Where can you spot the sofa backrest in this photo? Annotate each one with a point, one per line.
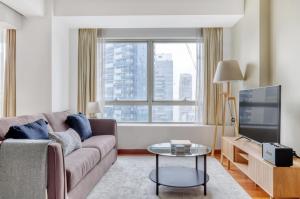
(5, 123)
(57, 120)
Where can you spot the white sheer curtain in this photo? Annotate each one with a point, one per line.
(100, 80)
(200, 81)
(2, 64)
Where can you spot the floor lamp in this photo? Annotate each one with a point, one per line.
(227, 72)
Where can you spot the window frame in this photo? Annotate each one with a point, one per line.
(150, 102)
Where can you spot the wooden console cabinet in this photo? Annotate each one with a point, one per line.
(278, 182)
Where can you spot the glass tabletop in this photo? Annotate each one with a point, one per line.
(164, 149)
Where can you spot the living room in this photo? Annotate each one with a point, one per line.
(129, 97)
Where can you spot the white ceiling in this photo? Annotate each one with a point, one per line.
(161, 21)
(27, 7)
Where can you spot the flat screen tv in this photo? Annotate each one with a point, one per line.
(259, 114)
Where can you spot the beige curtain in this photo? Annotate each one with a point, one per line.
(9, 102)
(213, 53)
(87, 52)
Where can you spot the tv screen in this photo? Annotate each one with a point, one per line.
(259, 114)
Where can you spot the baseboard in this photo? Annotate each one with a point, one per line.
(133, 152)
(144, 152)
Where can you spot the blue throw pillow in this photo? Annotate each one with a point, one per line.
(80, 124)
(36, 130)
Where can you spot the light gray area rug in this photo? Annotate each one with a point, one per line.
(128, 178)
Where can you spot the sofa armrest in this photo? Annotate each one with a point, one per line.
(56, 183)
(104, 127)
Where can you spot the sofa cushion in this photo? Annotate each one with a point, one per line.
(57, 120)
(69, 140)
(35, 130)
(80, 124)
(79, 163)
(5, 123)
(104, 143)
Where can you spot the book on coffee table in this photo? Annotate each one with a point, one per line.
(180, 146)
(181, 142)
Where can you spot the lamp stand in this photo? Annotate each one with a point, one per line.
(230, 101)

+++++

== JOB ==
Arrange every line of the items above as a JSON list of strings, one string per line, skipping blank lines and leaving the picture out.

== OUTPUT OF THE EXERCISE ==
[
  "Where can you spot the sofa backrest in this photo? Annotate each one with a point, one per line.",
  "(5, 123)",
  "(57, 120)",
  "Where can you spot the white sheer curtain in this photo? Annotate each one with a point, one per line.",
  "(100, 80)",
  "(200, 81)",
  "(2, 64)",
  "Where can you spot the floor lamp in this photo? Annotate each one with a point, one per line.",
  "(227, 72)",
  "Where can you spot the window frame in this photo? Annotate each one with a point, one per line.",
  "(150, 102)",
  "Where can you spot the wooden console cabinet in this photo? Annotate each one with a point, one per line.",
  "(278, 182)",
  "Where can you spot the glass tabletop in this photo? Annotate each one with a point, one per line.",
  "(164, 149)",
  "Where can you spot the living room in this photo? Annotate each one with a point, one per line.",
  "(129, 97)",
  "Where can you spot the white ceiling in this photo? Annotate each one with a point, one per line.",
  "(161, 21)",
  "(27, 7)",
  "Where can you spot the flat screen tv in this photo? Annotate each one with a point, one per line.",
  "(259, 114)",
  "Where can you spot the beige curtain in this photo? Annotate each one with a point, one per line.",
  "(9, 102)",
  "(213, 53)",
  "(87, 52)",
  "Where can you spot the tv screen in this photo? Annotate each one with a point, one per line.",
  "(259, 114)",
  "Where can you spot the baseboard in this photo? Annotate each one with a point, one per line.",
  "(133, 152)",
  "(144, 152)",
  "Where can you spot the blue throw pillow in this photo? Annotate each one with a point, one per line.",
  "(80, 124)",
  "(36, 130)",
  "Where can you spot the light gray area rug in this photo? Annotate each one with a point, one per line.",
  "(128, 178)",
  "Where can you spot the sofa armrest in this photo? Annotate each one with a point, one per line.",
  "(56, 183)",
  "(104, 127)",
  "Where can you spot the sofa cushion in this photo? Annotate each one with a point, one per line.",
  "(57, 120)",
  "(69, 140)",
  "(35, 130)",
  "(80, 124)",
  "(79, 163)",
  "(5, 123)",
  "(104, 143)",
  "Where can you spot the book on coffee table in this photo? Annotate each one with a point, one per line.",
  "(180, 146)",
  "(181, 142)",
  "Where can you spot the lamp stand in this photo? Annotate each one with a point, one per line.",
  "(230, 101)"
]